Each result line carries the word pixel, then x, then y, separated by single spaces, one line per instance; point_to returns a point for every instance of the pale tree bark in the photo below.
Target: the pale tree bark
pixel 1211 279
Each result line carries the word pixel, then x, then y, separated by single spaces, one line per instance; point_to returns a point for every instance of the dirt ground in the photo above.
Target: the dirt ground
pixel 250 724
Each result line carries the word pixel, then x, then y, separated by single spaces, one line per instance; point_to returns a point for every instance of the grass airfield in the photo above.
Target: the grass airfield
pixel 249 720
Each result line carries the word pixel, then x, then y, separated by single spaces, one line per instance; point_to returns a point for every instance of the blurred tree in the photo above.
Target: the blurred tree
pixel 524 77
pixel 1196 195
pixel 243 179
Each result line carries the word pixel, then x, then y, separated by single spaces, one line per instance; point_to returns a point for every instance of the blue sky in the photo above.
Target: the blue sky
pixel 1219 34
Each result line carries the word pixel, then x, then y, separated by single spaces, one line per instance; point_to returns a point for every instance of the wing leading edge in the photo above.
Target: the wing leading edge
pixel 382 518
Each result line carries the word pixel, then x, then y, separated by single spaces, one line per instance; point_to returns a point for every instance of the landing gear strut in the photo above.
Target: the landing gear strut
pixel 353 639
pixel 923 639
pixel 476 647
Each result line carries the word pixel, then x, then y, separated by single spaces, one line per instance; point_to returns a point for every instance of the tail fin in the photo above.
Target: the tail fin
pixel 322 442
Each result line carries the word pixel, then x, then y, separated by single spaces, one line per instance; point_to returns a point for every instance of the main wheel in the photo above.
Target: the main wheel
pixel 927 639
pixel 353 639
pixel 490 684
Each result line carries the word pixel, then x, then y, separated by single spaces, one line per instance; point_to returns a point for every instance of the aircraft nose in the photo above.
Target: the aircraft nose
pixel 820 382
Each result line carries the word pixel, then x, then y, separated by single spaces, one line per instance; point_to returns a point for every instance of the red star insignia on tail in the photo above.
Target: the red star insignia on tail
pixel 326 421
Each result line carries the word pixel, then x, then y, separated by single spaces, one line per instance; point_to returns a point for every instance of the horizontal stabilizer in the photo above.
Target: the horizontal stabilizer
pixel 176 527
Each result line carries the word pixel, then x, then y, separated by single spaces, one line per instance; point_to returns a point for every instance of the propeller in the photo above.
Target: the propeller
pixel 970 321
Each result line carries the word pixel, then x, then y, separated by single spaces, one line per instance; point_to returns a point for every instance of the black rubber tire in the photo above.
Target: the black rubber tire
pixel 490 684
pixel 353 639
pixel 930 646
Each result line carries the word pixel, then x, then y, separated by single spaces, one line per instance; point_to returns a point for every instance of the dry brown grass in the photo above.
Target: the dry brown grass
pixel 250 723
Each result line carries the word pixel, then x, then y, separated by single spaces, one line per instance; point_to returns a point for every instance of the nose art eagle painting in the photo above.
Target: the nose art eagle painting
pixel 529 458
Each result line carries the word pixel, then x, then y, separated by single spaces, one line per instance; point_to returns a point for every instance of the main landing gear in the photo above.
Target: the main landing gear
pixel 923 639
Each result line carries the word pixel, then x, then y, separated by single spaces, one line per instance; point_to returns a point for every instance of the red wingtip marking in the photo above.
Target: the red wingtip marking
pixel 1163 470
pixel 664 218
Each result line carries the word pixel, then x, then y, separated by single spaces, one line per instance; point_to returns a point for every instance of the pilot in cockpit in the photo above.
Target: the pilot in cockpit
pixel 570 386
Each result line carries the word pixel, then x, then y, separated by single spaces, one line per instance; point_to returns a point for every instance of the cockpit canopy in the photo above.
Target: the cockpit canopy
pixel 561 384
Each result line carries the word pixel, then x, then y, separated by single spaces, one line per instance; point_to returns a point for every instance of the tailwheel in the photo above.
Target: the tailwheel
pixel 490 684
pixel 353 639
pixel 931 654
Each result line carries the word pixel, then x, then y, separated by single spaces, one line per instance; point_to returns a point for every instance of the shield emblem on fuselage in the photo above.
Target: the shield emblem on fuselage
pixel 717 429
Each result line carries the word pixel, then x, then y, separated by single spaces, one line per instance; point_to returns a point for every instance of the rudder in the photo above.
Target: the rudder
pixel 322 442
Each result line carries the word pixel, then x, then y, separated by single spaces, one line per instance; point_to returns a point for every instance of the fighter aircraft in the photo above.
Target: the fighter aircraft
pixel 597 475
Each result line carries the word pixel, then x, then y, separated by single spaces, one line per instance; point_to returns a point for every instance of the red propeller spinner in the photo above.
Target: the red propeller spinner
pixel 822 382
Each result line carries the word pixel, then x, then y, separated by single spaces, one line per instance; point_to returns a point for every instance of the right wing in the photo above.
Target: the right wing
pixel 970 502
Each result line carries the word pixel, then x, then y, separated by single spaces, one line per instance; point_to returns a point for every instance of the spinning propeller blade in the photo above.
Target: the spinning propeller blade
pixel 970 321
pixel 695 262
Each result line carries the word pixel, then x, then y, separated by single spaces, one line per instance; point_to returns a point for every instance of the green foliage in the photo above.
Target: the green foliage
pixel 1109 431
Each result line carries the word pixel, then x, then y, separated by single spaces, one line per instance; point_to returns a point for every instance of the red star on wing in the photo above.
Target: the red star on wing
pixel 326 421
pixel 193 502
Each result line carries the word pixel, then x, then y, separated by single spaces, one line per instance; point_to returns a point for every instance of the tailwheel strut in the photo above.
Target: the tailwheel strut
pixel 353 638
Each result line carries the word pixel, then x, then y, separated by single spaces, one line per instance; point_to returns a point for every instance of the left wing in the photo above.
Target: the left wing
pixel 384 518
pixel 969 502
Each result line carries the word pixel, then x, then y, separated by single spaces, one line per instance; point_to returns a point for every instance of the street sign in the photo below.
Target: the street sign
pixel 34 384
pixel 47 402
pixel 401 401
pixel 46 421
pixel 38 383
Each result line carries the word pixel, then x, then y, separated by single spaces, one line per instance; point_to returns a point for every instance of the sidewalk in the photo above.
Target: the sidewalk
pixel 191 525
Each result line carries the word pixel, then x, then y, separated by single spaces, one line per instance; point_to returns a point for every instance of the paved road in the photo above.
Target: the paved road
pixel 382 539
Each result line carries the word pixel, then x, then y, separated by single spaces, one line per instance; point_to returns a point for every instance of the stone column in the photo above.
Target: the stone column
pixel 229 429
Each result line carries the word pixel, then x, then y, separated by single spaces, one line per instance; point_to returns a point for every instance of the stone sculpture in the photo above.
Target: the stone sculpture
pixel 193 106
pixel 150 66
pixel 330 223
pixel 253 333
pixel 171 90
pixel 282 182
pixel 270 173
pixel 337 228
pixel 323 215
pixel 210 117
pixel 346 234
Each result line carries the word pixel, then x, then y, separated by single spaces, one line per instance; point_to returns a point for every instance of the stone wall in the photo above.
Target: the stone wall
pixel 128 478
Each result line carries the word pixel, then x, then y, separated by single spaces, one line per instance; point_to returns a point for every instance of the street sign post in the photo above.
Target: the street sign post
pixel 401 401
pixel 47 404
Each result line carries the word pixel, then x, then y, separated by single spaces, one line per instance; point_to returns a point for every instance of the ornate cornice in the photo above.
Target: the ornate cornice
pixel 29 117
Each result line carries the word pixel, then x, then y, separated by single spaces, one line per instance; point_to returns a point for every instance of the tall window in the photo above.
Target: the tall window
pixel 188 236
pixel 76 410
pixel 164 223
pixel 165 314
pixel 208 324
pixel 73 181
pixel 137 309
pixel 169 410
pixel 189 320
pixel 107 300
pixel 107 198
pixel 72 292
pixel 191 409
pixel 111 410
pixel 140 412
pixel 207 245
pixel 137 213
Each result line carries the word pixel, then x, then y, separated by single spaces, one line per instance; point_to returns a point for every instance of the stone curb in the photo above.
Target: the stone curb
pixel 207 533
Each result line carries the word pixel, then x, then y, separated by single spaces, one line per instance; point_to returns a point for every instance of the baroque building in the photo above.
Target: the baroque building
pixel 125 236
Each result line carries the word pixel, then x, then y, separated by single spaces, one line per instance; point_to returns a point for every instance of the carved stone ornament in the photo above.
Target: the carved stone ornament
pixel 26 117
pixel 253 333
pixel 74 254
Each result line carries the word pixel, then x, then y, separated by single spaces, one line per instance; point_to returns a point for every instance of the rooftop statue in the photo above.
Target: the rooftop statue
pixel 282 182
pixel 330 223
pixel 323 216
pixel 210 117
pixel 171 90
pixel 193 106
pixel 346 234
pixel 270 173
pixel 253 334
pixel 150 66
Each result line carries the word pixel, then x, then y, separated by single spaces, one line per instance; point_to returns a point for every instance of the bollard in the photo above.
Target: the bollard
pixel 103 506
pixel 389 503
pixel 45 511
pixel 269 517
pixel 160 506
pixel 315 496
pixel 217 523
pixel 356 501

Required work: Taking the entries above, write out exactly each line from the one holding "Target: the aircraft nose" to the one holding "stabilizer in the photo above.", both included, and stop there.

Task output:
Target: the aircraft nose
pixel 820 382
Each result line carries the word pixel, then x, then y, separated by single spaces, one line per instance; point_to returns a point for every instance of the red star insignia on tail in the photo above.
Target: the red star insignia on tail
pixel 326 421
Each result line carries the word pixel, then x, then y, separated by single spaces, one line per instance; point_to returns a point for every instance of the horizontal stabilizer in the photo above.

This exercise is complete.